> [Exercise]: Render the stretch from the line containing "Where can you spot the leaf" through the line containing "(1242, 326)" as a JSON list of strings, one per line, leaving out blank lines.

:: Given data

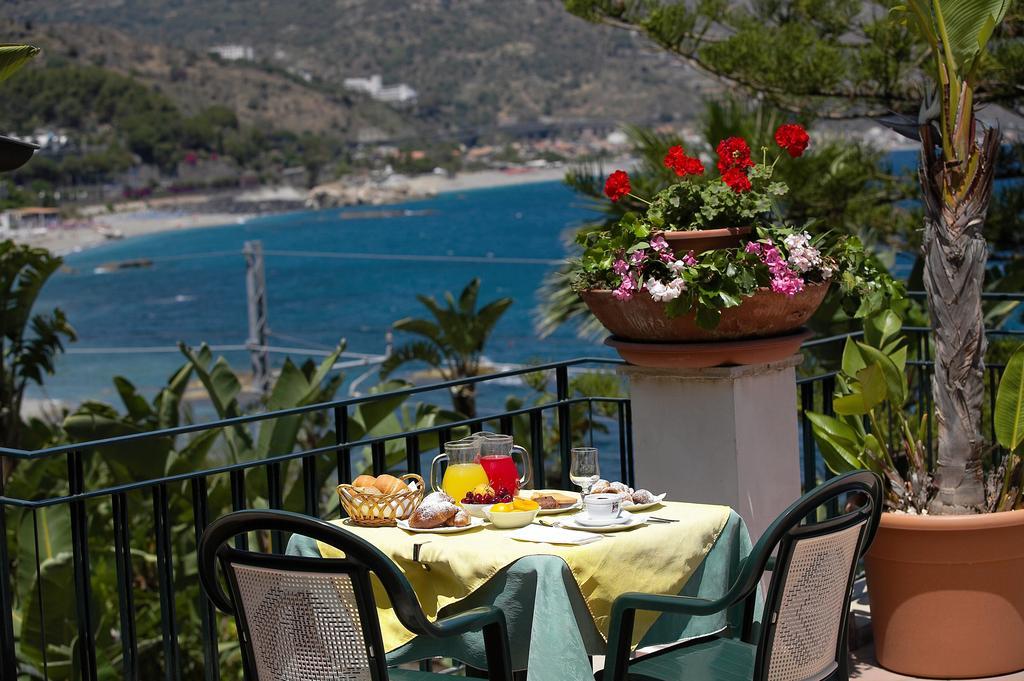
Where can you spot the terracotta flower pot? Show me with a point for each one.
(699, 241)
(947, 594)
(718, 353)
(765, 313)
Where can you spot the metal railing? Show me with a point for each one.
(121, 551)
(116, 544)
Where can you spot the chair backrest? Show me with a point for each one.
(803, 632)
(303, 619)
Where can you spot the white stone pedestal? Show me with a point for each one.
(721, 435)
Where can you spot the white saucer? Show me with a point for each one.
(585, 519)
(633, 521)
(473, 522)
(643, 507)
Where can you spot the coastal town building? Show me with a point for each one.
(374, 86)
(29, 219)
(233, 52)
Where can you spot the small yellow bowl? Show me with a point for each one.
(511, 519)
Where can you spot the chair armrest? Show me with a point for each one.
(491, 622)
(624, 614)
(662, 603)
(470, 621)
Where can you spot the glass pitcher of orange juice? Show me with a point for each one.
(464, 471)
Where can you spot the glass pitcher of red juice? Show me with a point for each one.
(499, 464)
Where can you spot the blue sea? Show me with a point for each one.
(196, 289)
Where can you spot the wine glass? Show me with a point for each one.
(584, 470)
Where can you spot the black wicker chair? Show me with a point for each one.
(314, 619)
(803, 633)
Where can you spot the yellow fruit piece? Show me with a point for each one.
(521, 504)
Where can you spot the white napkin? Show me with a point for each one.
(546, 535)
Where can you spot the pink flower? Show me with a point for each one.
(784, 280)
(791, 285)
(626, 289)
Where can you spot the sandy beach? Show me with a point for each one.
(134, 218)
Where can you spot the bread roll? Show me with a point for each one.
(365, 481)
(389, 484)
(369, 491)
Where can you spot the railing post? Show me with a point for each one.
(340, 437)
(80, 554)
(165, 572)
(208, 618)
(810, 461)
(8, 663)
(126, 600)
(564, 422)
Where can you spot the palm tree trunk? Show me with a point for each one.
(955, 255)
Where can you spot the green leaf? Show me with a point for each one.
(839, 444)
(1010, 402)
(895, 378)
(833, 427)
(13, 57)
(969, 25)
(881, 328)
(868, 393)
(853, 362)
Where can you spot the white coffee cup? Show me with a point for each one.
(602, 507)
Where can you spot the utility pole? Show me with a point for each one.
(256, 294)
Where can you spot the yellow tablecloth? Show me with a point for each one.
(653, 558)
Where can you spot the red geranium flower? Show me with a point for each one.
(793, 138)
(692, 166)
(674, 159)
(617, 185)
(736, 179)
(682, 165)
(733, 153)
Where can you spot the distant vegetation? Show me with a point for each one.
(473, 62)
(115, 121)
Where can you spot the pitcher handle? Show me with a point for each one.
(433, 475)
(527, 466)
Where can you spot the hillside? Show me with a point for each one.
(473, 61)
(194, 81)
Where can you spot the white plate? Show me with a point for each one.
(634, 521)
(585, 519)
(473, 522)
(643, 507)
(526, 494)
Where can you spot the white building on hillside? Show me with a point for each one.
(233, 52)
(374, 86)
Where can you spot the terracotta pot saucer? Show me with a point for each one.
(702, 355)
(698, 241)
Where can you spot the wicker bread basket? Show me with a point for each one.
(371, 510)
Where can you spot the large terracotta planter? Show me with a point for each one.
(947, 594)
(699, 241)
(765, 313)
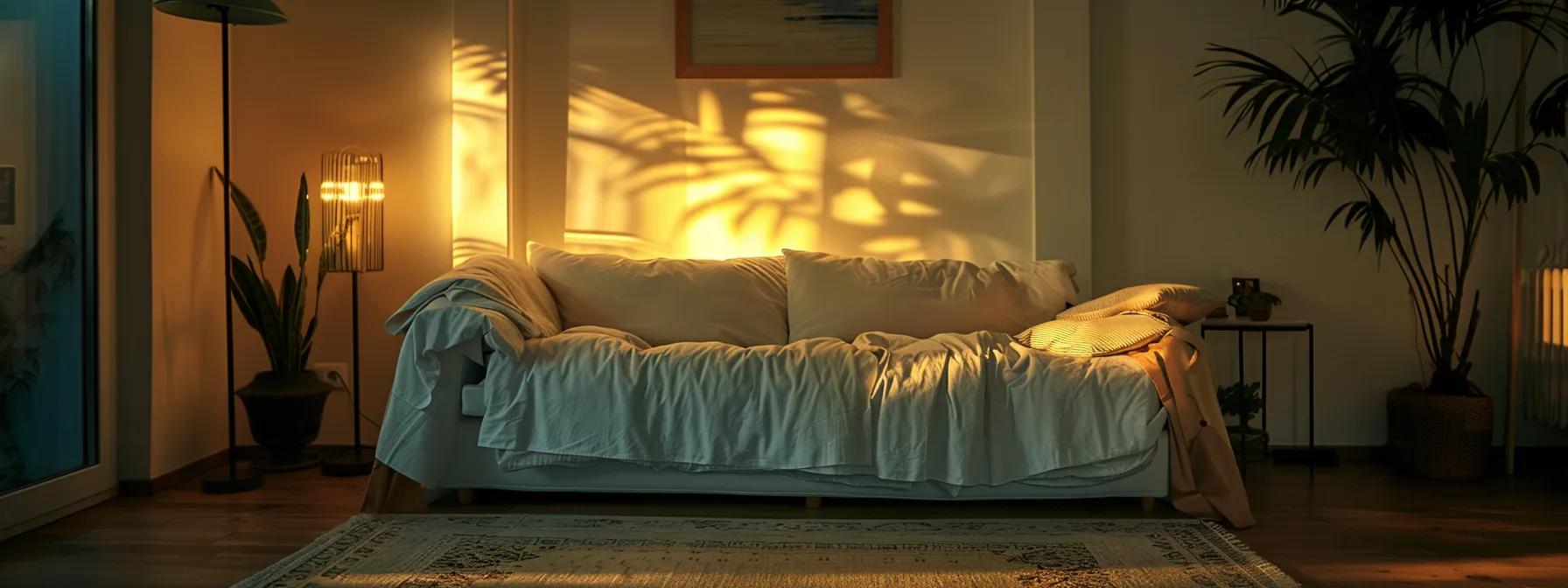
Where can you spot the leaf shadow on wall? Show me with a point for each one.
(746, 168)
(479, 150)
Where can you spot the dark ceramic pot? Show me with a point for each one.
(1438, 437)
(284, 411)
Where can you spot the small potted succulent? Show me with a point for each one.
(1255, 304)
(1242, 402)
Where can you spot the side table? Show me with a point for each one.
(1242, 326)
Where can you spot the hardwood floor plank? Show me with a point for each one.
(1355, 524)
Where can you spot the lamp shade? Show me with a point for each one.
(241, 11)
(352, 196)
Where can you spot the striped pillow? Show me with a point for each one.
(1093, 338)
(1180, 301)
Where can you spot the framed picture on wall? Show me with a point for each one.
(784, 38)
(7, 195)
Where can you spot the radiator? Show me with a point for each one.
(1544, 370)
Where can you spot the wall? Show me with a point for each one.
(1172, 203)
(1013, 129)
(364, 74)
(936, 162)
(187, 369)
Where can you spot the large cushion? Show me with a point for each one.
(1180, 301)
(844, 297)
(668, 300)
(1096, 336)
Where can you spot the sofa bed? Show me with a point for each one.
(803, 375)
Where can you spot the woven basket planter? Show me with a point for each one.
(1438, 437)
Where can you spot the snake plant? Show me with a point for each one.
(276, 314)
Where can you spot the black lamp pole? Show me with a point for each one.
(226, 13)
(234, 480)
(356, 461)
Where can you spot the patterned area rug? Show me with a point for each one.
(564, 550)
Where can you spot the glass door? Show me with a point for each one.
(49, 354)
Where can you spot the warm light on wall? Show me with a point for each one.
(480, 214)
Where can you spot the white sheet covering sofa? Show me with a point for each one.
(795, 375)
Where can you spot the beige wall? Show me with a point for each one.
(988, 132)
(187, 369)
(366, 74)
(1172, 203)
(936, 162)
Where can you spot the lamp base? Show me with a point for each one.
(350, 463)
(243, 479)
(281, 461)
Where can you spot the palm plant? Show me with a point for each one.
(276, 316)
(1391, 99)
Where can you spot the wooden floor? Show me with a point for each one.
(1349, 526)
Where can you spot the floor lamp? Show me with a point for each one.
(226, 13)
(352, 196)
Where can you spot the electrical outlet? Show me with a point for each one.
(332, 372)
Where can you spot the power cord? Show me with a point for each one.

::::

> [Answer for this exercise]:
[
  "Where can you spot the leaf shadow on wall? Show me with a point for each one.",
  "(746, 168)",
  "(479, 150)",
  "Where can you spot the dark ceramic pot? Show me with a point for each one.",
  "(1438, 437)",
  "(284, 411)",
  "Where can you spot the small potted succulent? Show me with a point for each one.",
  "(1255, 304)",
  "(1242, 402)",
  "Where can you spot the side table? Show me with a point for each one.",
  "(1242, 326)"
]